ARTIKEL:
^^^^^^^^^^^^^^^^

Rob's web

Baas en hond

Home - Kynologie - De duitse herdershond - Baas en hond


Inleiding

Je bent eigenaar geworden van een hond. Maar . . . je wilt wat meer: je wilt baas worden over je hond en wel met twee-richtingsverkeer; niet alleen zijn baas zijn, maar je hond moet je ook als baas zien. Geen kunst aan, zult u zeggen. Een hond(je) hecht zich makkelijk aan een mens, wanneer je maar lief/aardig voor hem bent en hem zijn eten verstrekt. Nou . . . dat is het dus niet helemaal. Natuurlijk zal een hond in zo'n geval een duidelijke toeneiging tot die mens vertonen, want hij is niet gek. Een hond is namelijk een egocentrisch wezen, d.w.z. dat hij erop gericht is zich wel te bevinden. En wanneer mensen zijn pad kruisen die dat streven bevredigen, zal hij ze vriendelijk gezind zijn. Maar ... er is meer.

Domesticatie

U heeft een dier in huis gehaald dat weliswaar gedomesticeerd is (tam gemaakt) en dus als zodanig niet meer duidelijk herkenbaar is als 'wild' dier, maar het toch wel degelijk is. En het zijn juist deze wilde eigenschappen die een hond zo bij uitstek 'geschikt' doen zijn als huisdier:

Communicatie - gedrag

Zo'n taal is er, al is het voornamelijk een teken taal:

Hoe groter een hond zich maakt en hoe meer lichaamsdelen naar voren of omhoog gericht worden, des te zekerder en zelfbewuster een hond zich voelt. Hij wil gezien/geroken worden: Hier ben ik!

Hoe kleiner een hond zich maakt en hoe meer lichaamsdelen naar beneden/naar achteren of omlaag gericht worden, des te minder zeker en minder zelfbewust een hond zich voelt en des te minder hij gezien/geroken wil worden: ik ben er eigenlijk niet!

Het eerste noemen we dominant gedrag, d.w.z. de hond voelt zich hoog in rang. Het tweede noemen we niet-dominant of onderworpen gedrag, d.w.z. de hond voelt zich laag in rang.

^^^^^^^^^^^^^^^^

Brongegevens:
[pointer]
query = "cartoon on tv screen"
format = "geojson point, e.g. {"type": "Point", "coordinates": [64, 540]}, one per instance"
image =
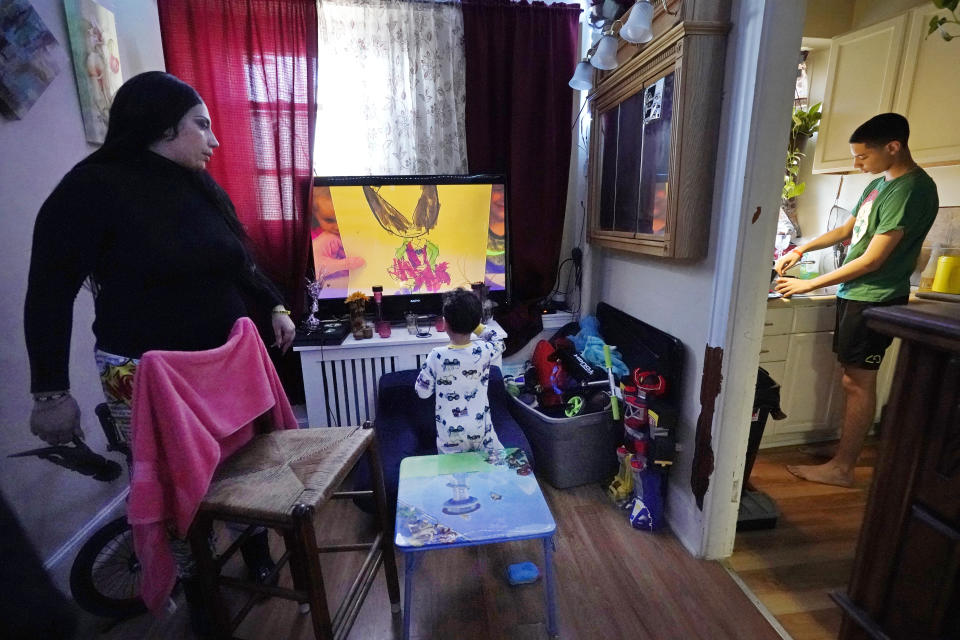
{"type": "Point", "coordinates": [409, 238]}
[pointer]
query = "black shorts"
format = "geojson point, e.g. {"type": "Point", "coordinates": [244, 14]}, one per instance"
{"type": "Point", "coordinates": [854, 343]}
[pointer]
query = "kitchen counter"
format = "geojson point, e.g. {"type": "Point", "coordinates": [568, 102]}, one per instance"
{"type": "Point", "coordinates": [800, 301]}
{"type": "Point", "coordinates": [905, 572]}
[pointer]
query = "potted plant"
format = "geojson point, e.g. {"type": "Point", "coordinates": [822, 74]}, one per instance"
{"type": "Point", "coordinates": [937, 22]}
{"type": "Point", "coordinates": [804, 124]}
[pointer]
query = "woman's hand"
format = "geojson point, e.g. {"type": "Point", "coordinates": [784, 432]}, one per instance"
{"type": "Point", "coordinates": [792, 286]}
{"type": "Point", "coordinates": [283, 329]}
{"type": "Point", "coordinates": [56, 421]}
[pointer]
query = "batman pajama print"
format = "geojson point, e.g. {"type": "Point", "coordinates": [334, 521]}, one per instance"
{"type": "Point", "coordinates": [459, 375]}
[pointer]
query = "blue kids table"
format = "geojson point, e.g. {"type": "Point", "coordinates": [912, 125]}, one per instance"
{"type": "Point", "coordinates": [468, 499]}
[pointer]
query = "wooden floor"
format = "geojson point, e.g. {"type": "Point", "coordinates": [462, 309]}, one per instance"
{"type": "Point", "coordinates": [611, 582]}
{"type": "Point", "coordinates": [792, 567]}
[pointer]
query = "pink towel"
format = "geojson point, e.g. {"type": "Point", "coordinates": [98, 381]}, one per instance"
{"type": "Point", "coordinates": [191, 409]}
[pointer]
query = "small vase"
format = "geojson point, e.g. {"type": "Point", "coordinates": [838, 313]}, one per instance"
{"type": "Point", "coordinates": [356, 318]}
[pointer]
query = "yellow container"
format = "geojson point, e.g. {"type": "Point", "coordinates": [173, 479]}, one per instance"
{"type": "Point", "coordinates": [947, 279]}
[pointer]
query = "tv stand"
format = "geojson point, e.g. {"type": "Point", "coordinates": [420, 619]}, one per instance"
{"type": "Point", "coordinates": [341, 381]}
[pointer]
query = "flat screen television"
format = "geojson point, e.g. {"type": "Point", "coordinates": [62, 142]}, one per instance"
{"type": "Point", "coordinates": [416, 236]}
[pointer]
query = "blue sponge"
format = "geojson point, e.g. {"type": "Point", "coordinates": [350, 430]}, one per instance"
{"type": "Point", "coordinates": [522, 573]}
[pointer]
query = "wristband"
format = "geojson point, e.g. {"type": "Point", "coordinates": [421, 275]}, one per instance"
{"type": "Point", "coordinates": [47, 397]}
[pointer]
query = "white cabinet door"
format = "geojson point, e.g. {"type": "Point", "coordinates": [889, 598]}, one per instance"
{"type": "Point", "coordinates": [810, 383]}
{"type": "Point", "coordinates": [928, 91]}
{"type": "Point", "coordinates": [862, 77]}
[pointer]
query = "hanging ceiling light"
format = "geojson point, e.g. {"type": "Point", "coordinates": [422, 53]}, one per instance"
{"type": "Point", "coordinates": [606, 56]}
{"type": "Point", "coordinates": [638, 29]}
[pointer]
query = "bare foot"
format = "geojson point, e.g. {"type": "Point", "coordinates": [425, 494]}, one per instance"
{"type": "Point", "coordinates": [828, 473]}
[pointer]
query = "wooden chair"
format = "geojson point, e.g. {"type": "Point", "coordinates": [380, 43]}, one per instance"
{"type": "Point", "coordinates": [281, 480]}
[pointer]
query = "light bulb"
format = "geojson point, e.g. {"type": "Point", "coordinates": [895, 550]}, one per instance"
{"type": "Point", "coordinates": [582, 79]}
{"type": "Point", "coordinates": [606, 56]}
{"type": "Point", "coordinates": [637, 29]}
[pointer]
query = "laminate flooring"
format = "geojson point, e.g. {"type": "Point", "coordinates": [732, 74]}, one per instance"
{"type": "Point", "coordinates": [792, 568]}
{"type": "Point", "coordinates": [612, 582]}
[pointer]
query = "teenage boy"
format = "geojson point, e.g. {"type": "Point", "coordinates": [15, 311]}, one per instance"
{"type": "Point", "coordinates": [892, 218]}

^^^^^^^^^^^^^^^^

OPDRACHT:
Zet het artikel over de verhouding tussen baas en hond voort na de laatste zin. De records zijn voor deze opdracht niet van belang.

EINDRESULTAAT:
Tussen deze twee uitersten liggen allerlei tussenvormen van dominant en onderworpen gedrag, een en ander afhankelijk van de situatie van de samenstelling van de groep.

Deze gedragingen kunt u uitstekend zelf waarnemen, wanneer uw hond een onbekende soortgenoot tegen komt en daarbij alleen is, d.w.z. zonder.de 'steun' van een andere aanwezige hem bekende hond.

Ook tegenover uzelf en uw gezinsleden vertoont uw hond een Scala van gedragingen. Probeer deze eens to vertalen vanuit de hondentaal in de mensentaal, dan leert' u hoe uw hond zich voelt. Zo kunt u de aard van het beestje een beetje leren kennen.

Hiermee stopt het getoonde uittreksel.